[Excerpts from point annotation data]
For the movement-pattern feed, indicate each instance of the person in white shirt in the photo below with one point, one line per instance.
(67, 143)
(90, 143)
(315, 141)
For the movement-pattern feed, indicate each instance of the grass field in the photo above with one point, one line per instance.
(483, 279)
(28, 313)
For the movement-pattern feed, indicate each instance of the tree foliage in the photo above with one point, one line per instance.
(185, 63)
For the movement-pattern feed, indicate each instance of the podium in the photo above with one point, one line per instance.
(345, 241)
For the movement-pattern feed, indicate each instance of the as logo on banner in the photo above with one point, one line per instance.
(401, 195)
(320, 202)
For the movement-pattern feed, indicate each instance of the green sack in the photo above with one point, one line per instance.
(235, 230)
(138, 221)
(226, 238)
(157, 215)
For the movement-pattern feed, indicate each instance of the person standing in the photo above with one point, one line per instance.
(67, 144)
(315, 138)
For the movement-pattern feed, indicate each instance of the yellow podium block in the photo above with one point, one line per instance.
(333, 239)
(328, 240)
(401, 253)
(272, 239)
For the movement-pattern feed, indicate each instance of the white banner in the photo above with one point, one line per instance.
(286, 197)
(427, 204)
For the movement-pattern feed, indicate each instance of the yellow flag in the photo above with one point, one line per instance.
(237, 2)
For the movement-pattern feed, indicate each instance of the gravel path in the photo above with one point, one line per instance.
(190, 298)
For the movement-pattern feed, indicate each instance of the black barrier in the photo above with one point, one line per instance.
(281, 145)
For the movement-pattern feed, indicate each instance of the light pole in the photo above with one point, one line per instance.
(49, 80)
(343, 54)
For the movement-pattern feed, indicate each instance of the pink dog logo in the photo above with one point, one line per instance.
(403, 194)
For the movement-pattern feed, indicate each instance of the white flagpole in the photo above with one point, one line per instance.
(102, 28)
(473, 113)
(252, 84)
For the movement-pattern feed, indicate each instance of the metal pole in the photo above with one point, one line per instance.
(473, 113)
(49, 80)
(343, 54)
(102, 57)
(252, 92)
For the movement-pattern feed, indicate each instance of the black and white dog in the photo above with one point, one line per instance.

- _Set task_
Copy out all of the material again, swapping every occurrence of "movement-pattern feed" for "motion-tracking set" and leaving everything else unchanged.

- _Task result_
For the motion-tracking set, indicate each instance of the person in white shirt in the photo below with one point, one line per instance.
(67, 143)
(90, 143)
(315, 141)
For the motion-tracking set, indicate each instance of the grass field in the photo above with one point, one line per instance.
(483, 279)
(28, 313)
For the motion-tracking set, indicate each instance of the tree foliage in the photo above with one point, one line per instance.
(185, 63)
For the motion-tracking set, indicate each instance of the podium in the photo above with one point, one line per instance.
(345, 241)
For the motion-tracking set, indicate each instance of the as logo on banner in the photo above with one point, one line per instance.
(401, 195)
(320, 202)
For the motion-tracking set, indicate each instance of the green sack in the photo above with one point, one line per instance.
(235, 230)
(138, 221)
(226, 238)
(157, 215)
For the motion-tracking set, indicate each instance of the person standing in the photo above with one point, one line per instance.
(67, 144)
(315, 138)
For the motion-tracking set, indicate each instance of the yellow podium block in the photo above with one point, one line per instance.
(333, 239)
(328, 240)
(401, 253)
(272, 239)
For the motion-tracking set, indicate each instance of the white banner in the photo above with one point, one line per instance.
(286, 197)
(427, 204)
For the motion-tracking set, indicate each instance of the yellow flag in the photo above with one point, one line per instance.
(237, 2)
For the motion-tracking set, indicate each instance of the gravel path in the photo above with one point, one line per instance.
(190, 298)
For the motion-tracking set, indicate each instance of the black barrier in the photo above with one point, one line per instance.
(281, 145)
For the motion-tracking set, indicate each instance of the light pole in the photo above with one point, one line per instance.
(49, 80)
(343, 54)
For the motion-tracking set, indicate each instance of the pink dog logo in the photo above with one point, one line per instance.
(403, 194)
For the motion-tracking set, indicate each instance of the white flagpole in the photo above with one point, one line per instance.
(102, 28)
(473, 113)
(252, 84)
For the motion-tracking set, indicate each instance of the metal pole in the photo above with one point, one line per instance.
(473, 113)
(49, 80)
(343, 54)
(102, 57)
(252, 92)
For the motion-tracking set, indicate each instance of the black and white dog in the photo above with one point, one line per instance.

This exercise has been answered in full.